Copy all of the records below, replacing every occurrence of "put a point on" with "mark" and leaving everything else unchanged. Omit the pictures from your copy.

╔══

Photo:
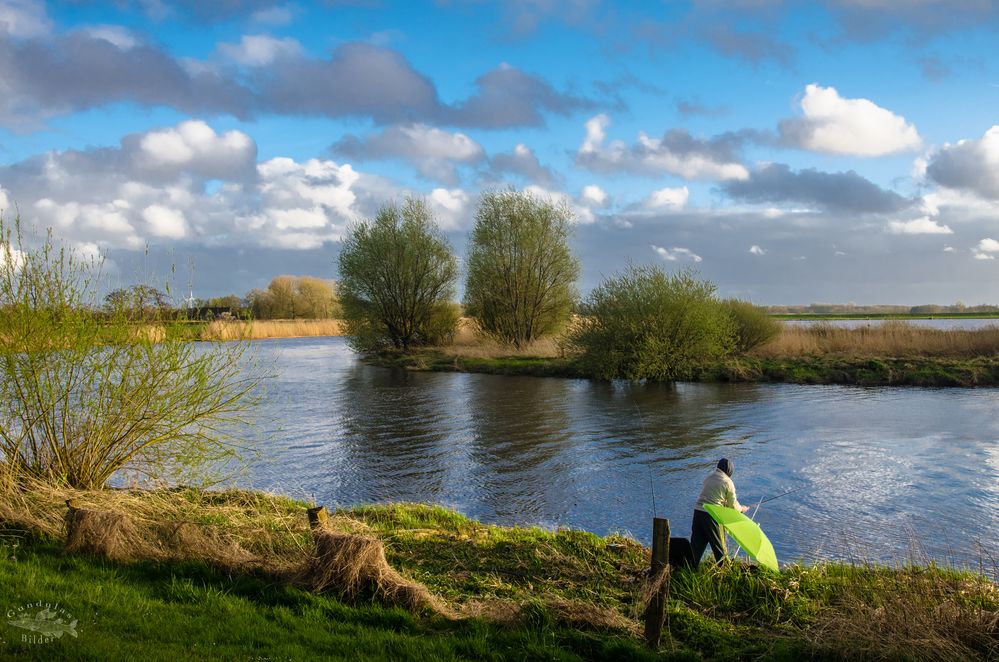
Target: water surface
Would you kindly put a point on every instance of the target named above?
(886, 473)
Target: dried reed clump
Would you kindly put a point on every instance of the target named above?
(187, 540)
(915, 621)
(259, 330)
(351, 565)
(112, 535)
(888, 339)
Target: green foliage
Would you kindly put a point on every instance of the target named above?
(86, 394)
(294, 297)
(647, 324)
(753, 324)
(521, 271)
(397, 276)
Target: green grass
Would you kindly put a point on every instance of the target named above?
(883, 316)
(909, 371)
(523, 593)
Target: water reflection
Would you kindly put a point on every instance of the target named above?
(882, 473)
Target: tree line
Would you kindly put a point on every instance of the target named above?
(398, 276)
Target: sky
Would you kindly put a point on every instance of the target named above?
(789, 152)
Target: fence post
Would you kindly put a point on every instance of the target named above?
(318, 517)
(656, 610)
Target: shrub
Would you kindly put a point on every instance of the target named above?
(753, 325)
(85, 394)
(647, 324)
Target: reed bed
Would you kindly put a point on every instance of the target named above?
(890, 339)
(263, 329)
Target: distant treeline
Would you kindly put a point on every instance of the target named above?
(853, 309)
(286, 297)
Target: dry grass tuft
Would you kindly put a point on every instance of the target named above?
(894, 339)
(891, 616)
(263, 329)
(588, 616)
(351, 565)
(112, 535)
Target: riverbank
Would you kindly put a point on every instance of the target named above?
(228, 588)
(893, 354)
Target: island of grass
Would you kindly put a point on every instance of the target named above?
(889, 354)
(232, 587)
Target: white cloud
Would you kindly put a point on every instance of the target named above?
(988, 246)
(839, 125)
(985, 249)
(923, 225)
(24, 18)
(193, 145)
(677, 153)
(165, 222)
(116, 35)
(594, 196)
(971, 165)
(258, 50)
(450, 207)
(667, 198)
(433, 151)
(676, 253)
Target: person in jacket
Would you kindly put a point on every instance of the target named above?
(718, 489)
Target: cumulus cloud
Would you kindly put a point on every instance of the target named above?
(594, 196)
(923, 225)
(192, 147)
(433, 151)
(451, 208)
(48, 75)
(676, 254)
(152, 189)
(986, 249)
(677, 153)
(24, 18)
(260, 50)
(841, 191)
(971, 165)
(667, 198)
(521, 161)
(838, 125)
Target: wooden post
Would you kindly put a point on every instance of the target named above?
(656, 611)
(318, 517)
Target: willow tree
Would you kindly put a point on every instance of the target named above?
(86, 393)
(397, 275)
(521, 272)
(648, 324)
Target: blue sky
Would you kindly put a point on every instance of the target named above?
(791, 152)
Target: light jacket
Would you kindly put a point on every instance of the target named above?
(718, 489)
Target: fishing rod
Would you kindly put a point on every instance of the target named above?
(760, 503)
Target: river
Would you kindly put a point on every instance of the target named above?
(884, 474)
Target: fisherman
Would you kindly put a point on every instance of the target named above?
(718, 489)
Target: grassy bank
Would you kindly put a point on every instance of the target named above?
(892, 354)
(505, 593)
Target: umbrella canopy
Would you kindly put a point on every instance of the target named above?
(747, 533)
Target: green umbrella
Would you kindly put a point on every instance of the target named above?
(747, 533)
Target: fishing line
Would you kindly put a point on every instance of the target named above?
(652, 482)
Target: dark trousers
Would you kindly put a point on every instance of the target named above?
(704, 531)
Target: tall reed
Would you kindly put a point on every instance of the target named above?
(892, 338)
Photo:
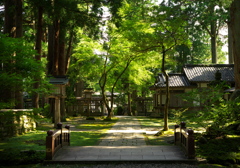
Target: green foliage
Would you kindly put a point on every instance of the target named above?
(18, 68)
(221, 151)
(214, 113)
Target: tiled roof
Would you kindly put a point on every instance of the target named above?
(58, 80)
(206, 73)
(175, 80)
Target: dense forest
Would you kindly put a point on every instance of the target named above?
(116, 46)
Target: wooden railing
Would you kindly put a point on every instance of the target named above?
(56, 140)
(185, 138)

╚══

Completed exercise >>
Photo:
Target: water surface
Would you kindly mark every instance of the target named above?
(886, 473)
Target: dried reed clump
Would you kindly mark every instance of the target named above?
(187, 540)
(915, 621)
(259, 330)
(351, 565)
(112, 535)
(888, 339)
Target: green foliage
Would you kindly mark every instance of the target named above?
(86, 394)
(294, 297)
(647, 324)
(753, 324)
(521, 271)
(397, 276)
Target: green grass
Would you kindly mark every instance of the target named above?
(883, 316)
(909, 371)
(523, 593)
Target: water reflection
Would you kindly mark every instance of the target named above?
(882, 473)
Target: tree line
Would you kindly mark every instance of the target named above?
(398, 276)
Target: sky
Would you kindly mark every instance of the target named above?
(789, 152)
Target: fence post
Would you kindly mark every instance of the target named above?
(318, 517)
(656, 610)
Target: shrub
Would you kindly mark every instance of the target named above?
(753, 325)
(85, 394)
(647, 324)
Target: reed bed
Would you kindly mark every instance of the target named above?
(890, 339)
(263, 329)
Target: distant treeline
Would you kindly mark every instance of the target named above?
(853, 309)
(286, 297)
Target: dry grass tuft
Would you kindly mark every instance of the target named above?
(894, 339)
(891, 616)
(263, 329)
(588, 616)
(351, 565)
(112, 535)
Target: riverbank
Would you kindly mark every instance of the target named above?
(228, 588)
(893, 354)
Target: island of grass
Would you kindly mark every instance of the target named above?
(889, 354)
(232, 587)
Target: white cloud
Would you kindly mark every instance of the target named above?
(988, 246)
(839, 125)
(985, 249)
(923, 225)
(24, 18)
(193, 145)
(677, 153)
(165, 222)
(116, 35)
(594, 196)
(971, 165)
(258, 50)
(450, 207)
(667, 198)
(433, 151)
(676, 253)
Target: person in jacket
Would you kindly mark every instance of the target named above?
(718, 489)
Target: cumulus cloud
Would you kindly mark every instance of the target named above?
(594, 196)
(923, 225)
(192, 147)
(433, 151)
(451, 208)
(48, 75)
(676, 254)
(152, 189)
(986, 249)
(677, 153)
(24, 18)
(260, 50)
(841, 191)
(971, 165)
(667, 198)
(521, 161)
(838, 125)
Target: wooden post
Would you kindly mark every instance of the target named above?
(656, 611)
(318, 517)
Target: willow tree
Would you kindly mark every instance of the target named above?
(86, 393)
(397, 275)
(521, 272)
(648, 324)
Target: blue sky
Would you kindly mark every instance of the target named above?
(791, 152)
Target: light jacket
Would you kindly mark every instance of the target named above?
(718, 489)
Target: fishing rod
Would you kindly mark every instance of the target named above?
(760, 503)
Target: river
Would you kindly mark every instance of the target named above?
(884, 474)
Target: fisherman
Would you kindly mark every instance of the target named above?
(718, 489)
Target: grassy bank
Would you kindly mark every instance of the target named above?
(892, 354)
(505, 593)
Target: umbrella canopy
Would you kindly mark every instance of the target named above?
(747, 533)
Target: green umbrella
Would you kindly mark every instance of the target named above?
(747, 533)
Target: fishing line
Would you kindly mark every instance of the target named above?
(652, 482)
Target: dark trousers
Would you kindly mark every instance of the target named above?
(704, 531)
Target: tall reed
Would you kindly mark every instance of the target named above?
(892, 338)
Photo:
Target: green foliage
Would you kindly mark every instance of the target named above?
(18, 68)
(221, 151)
(214, 113)
Target: tiled roof
Would you kindly mark every instance of the target named above?
(58, 80)
(206, 73)
(175, 80)
Target: dense forest
Would you kindly mark every instance of the target named above?
(116, 46)
Target: wooden railing
Would you kindly mark every instance of the target named above?
(56, 140)
(185, 138)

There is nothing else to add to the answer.